▸ Stored data entries
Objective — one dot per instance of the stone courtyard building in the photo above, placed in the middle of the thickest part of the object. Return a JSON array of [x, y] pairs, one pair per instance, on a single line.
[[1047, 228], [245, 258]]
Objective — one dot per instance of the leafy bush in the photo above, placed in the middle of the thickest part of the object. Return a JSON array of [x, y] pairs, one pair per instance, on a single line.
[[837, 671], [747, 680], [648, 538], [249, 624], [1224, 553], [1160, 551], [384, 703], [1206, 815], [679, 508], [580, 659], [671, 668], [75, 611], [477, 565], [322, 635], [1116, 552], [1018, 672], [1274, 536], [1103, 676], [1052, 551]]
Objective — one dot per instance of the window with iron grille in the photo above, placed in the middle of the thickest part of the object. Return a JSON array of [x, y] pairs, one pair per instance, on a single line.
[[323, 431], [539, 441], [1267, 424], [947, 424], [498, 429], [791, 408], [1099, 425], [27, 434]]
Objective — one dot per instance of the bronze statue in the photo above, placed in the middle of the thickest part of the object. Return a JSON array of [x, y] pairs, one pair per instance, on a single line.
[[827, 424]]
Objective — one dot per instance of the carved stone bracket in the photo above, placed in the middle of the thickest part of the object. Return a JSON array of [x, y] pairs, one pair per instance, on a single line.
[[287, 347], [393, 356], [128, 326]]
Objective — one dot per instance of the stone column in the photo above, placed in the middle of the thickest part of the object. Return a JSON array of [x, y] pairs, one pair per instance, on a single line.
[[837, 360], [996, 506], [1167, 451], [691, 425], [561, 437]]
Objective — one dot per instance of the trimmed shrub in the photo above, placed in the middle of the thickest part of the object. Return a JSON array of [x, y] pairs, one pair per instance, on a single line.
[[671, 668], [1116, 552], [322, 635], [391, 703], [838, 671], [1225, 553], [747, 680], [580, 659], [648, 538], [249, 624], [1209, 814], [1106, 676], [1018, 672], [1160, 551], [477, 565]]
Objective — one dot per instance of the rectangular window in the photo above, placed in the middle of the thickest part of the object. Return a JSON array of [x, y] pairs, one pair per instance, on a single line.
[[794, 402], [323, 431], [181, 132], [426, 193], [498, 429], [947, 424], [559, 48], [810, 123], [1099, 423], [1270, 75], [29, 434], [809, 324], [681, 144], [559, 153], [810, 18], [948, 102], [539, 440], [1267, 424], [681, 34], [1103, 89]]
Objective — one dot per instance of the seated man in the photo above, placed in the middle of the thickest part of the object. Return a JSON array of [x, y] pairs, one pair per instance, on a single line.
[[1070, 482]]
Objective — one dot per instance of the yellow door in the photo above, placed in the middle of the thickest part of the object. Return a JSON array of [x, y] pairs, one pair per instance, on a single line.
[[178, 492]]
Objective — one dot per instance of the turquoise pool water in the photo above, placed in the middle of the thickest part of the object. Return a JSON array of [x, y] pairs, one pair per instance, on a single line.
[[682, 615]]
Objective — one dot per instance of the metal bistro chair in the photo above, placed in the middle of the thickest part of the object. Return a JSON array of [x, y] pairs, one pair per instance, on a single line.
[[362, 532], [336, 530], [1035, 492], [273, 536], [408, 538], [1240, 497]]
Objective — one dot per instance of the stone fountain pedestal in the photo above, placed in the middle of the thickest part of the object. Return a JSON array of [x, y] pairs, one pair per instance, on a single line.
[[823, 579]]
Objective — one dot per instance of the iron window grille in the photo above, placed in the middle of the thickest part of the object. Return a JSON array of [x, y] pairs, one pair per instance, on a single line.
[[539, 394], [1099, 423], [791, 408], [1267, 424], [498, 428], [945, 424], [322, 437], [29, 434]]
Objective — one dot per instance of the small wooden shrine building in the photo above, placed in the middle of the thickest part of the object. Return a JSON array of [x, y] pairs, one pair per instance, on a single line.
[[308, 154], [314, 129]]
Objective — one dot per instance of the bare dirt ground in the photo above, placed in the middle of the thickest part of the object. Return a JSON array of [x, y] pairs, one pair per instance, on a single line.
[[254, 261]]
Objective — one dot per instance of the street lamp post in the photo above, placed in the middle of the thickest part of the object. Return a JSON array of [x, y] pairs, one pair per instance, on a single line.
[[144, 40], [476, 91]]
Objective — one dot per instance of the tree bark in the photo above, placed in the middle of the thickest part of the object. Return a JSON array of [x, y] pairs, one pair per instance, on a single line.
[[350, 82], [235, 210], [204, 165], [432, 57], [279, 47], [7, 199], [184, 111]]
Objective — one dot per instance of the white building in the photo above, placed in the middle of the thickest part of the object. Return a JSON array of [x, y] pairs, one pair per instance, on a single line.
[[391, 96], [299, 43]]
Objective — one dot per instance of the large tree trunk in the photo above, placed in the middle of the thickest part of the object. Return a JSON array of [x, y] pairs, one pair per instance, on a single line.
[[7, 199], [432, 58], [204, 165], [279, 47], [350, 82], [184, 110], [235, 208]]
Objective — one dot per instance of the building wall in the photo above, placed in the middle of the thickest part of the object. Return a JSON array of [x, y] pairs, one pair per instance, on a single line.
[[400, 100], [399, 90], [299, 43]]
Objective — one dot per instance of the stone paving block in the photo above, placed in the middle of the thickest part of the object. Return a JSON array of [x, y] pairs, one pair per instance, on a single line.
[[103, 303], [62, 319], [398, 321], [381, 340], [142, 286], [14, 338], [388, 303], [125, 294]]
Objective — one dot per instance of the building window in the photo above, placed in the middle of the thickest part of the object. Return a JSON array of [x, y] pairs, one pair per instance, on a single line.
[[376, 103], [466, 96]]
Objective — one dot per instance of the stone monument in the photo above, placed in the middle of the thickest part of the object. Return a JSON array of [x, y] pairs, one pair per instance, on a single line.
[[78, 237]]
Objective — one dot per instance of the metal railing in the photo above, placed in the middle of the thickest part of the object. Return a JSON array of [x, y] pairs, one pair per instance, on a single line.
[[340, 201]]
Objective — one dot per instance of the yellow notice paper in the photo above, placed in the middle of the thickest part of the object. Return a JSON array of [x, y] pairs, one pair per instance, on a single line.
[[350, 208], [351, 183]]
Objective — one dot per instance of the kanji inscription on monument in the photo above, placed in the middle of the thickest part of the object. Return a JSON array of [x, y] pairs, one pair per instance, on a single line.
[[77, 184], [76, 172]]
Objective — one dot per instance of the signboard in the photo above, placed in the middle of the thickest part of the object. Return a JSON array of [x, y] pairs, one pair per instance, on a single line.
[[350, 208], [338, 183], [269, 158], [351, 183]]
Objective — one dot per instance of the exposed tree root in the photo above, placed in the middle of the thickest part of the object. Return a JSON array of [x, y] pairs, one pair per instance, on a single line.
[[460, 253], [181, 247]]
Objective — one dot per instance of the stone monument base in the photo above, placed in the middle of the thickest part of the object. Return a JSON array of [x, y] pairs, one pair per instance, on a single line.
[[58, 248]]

▸ BRIEF
Transcribe each entry verbatim, leaving none out.

▸ EXERCISE RESULT
Objective — one dot per instance of the stone courtyard building in the photo above, placed in the middle of the thickest part of the object. Return a JSON array of [x, y] pairs, one pair per instance, on a single line.
[[1047, 228], [245, 258]]
Objective — one dot per instance of the leafy bush in the photo above, placed in the middle of the thickest part of the object. Return a JSON array of [x, y] pairs, one pair per instance, on a single line.
[[837, 671], [747, 680], [648, 538], [249, 624], [1224, 553], [1160, 551], [384, 703], [1206, 815], [679, 508], [580, 659], [671, 668], [75, 611], [477, 565], [322, 635], [1116, 552], [1018, 672], [1274, 536], [1103, 676], [1052, 551]]
Objective — one dot per instance of the window with iron grille in the photo above, placed in the middle of the thickest part of the object. Return a JSON array of [x, y] pairs, one pair per instance, on a single line.
[[323, 431], [539, 441], [1267, 424], [947, 424], [498, 429], [791, 408], [1099, 425], [27, 434]]
Objective — one dot per instance of the bronze statue in the photo above, placed in the middle of the thickest part of the object. Return a JSON array of [x, y] pairs, one pair per instance, on a single line.
[[827, 424]]
Objective — one dot per instance of the carved stone bracket in the photo above, placed in the middle of the thickest part of the object. Return a JSON array of [x, y] pairs, one pair per instance, on a single line.
[[287, 347], [393, 356], [128, 326]]
Objective — one dot per instance of the stone column in the photo above, placed in the middle of the thickest part of the object. Return a JSON array of [x, y] pairs, one pair per instance, on a single line.
[[837, 360], [996, 506], [1167, 451], [691, 425], [561, 437]]
Objective — one dot per instance of the trimmed shrub in the photo above, placed in the middle of the thickest part of the object. Return a JSON array of [x, y] pairs, one pair per instance, on a single line.
[[671, 668], [1116, 552], [322, 635], [391, 703], [838, 671], [1225, 553], [747, 680], [580, 659], [648, 538], [249, 624], [1209, 814], [1106, 676], [1018, 672], [1160, 551], [477, 565]]
Objective — one dot per instance of the rectangular window in the photo above, placed in the middle of the thickest part of the object. Return a JSON array of [x, y] pairs, one pair per instance, on a single line.
[[794, 402], [323, 431], [181, 132], [426, 193], [498, 429], [947, 424], [559, 48], [810, 123], [1099, 423], [1270, 75], [29, 434], [809, 324], [681, 144], [559, 153], [810, 18], [948, 102], [539, 440], [1267, 424], [681, 34], [1103, 89]]
Objective — one dot per instance of the seated man in the photo above, placed in the middle of the thickest part of the object. Return a JSON array of [x, y] pairs, one pair per instance, on a single line.
[[1070, 482]]
Objective — one dot per instance of the yellow door in the photo above, placed in the middle of the thickest part of the object. Return a JSON array of [x, y] pairs, one pair per instance, on a single line.
[[178, 492]]
Objective — one dot per instance of the turquoise pool water in the photo above, placed in the middle of the thickest part of the object. Return a JSON array of [x, y] pairs, one pair per instance, on a single line.
[[682, 615]]
Objective — one dot per instance of the metal bistro chair in the photo above, placed in the middle of the thickest part of the object. Return a JSON array of [x, y] pairs, one pair per instance, on a single line.
[[362, 532], [336, 530], [1035, 492], [273, 536], [408, 538], [1240, 497]]
Objective — one dot per instance of the stone fountain pedestal in the photo above, placed in the middle of the thickest part of the object. Return a JSON array of [x, y] pairs, one pair per instance, on a single line.
[[823, 579]]
Objective — one dot per instance of the iron window grille in the photo above, placed in the middle of the thickest part of the object. Return a JSON array of [x, y] pairs, one pair per instance, on a single line.
[[539, 394], [1099, 423], [791, 408], [1267, 424], [498, 428], [945, 424], [322, 437], [29, 434]]
Objective — one dot per instance of the small wooden shrine building in the photo above, placed in the middle of the thickest part of the object. Return a JSON array of [x, y] pairs, one pair per instance, on a single line.
[[308, 154], [314, 129]]
Objective — one dot per instance of the bare dirt ground in the photo above, placed in the middle of the thickest part of the object. Return a JSON array of [x, y] pairs, one pair per instance, on a single line.
[[254, 261]]
Objective — one dot per instance of the street lamp post in the photo above, placed in the middle of the thickest part of the object. Return a JSON array of [x, y] pairs, one pair per instance, on a single line.
[[144, 40], [476, 91]]
Objective — one dot per instance of the tree bark in the photo above, placed in the middle of the thickest part of the object. Return a JSON array of [x, y] pairs, one pair per instance, on a single line.
[[350, 82], [235, 210], [204, 165], [432, 57], [279, 47], [7, 199], [184, 111]]
Objective — one dot per instance of the white building in the photo above, placed in the middle of the thickest part of the object. Return a JSON array of [x, y] pairs, one pair per instance, on a single line.
[[391, 96], [299, 43]]
Objective — one dot per instance of the large tree trunk in the photo above, placed in the middle of the thickest part of the object. Return a JSON array of [x, y] pairs, one pair per instance, on a single line.
[[7, 199], [432, 58], [204, 165], [279, 47], [350, 82], [184, 110], [235, 208]]
Objective — one dot per instance of the building wall in the photo above, placed in the middle of the thickest part of the object. Return a JSON array of [x, y] pairs, one pair per instance, on a single line.
[[400, 100], [399, 90], [299, 43]]
Objective — one dot per instance of the stone paving block in the photo above, placed in the middle of the thickest part of the object. Return a JSON array of [x, y] pairs, one pair per instance, on a single line.
[[103, 303], [62, 319], [398, 321], [381, 340], [142, 286], [14, 338], [388, 303], [125, 294]]
Objective — one dot per instance of the building window in the photo above, placed in the middle of the thickest part of the object. Return a JSON array of [x, y] pairs, one pair per instance, on a single line.
[[376, 103], [466, 96]]
Objective — one dot per instance of the stone monument in the photo above, placed in the middle of the thickest part of the object. Return a JSON array of [x, y] pairs, one pair per instance, on a single line.
[[78, 237]]
Objective — one dot per instance of the metal railing in the photo above, placed in the middle of the thickest part of the object. Return a JSON array of [x, y] pairs, one pair per instance, on a single line.
[[340, 201]]
Objective — one dot per instance of the yellow notice paper in the photo above, placed in the middle of the thickest part of the object. Return a JSON array of [x, y] pairs, one pair per instance, on a single line.
[[350, 208], [351, 183]]
Objective — one dot per instance of the kanji inscription on monument in the photo above, placed in the middle of the thickest part of the object. Return a JSON array of [x, y] pairs, one pair per instance, on a single line.
[[77, 184], [76, 172]]
Objective — one dot per instance of the signboard in the photo above, placed in the middle of the thickest part of the object. Return a JSON array of [x, y] pairs, one pair per instance, on a single line.
[[350, 208], [338, 183], [269, 158], [351, 183]]
Objective — one dot per instance of the exposed tree root in the photo above, placed in the middle of the thickest part of the object. Return a JSON array of [x, y] pairs, one pair per instance, on a single line.
[[460, 253], [181, 247]]
Objective — one dot per instance of the stone monument base in the photo above, placed in the middle of the thickest part of the object. Return a JSON array of [x, y] pairs, one pair per instance, on a single line.
[[58, 248]]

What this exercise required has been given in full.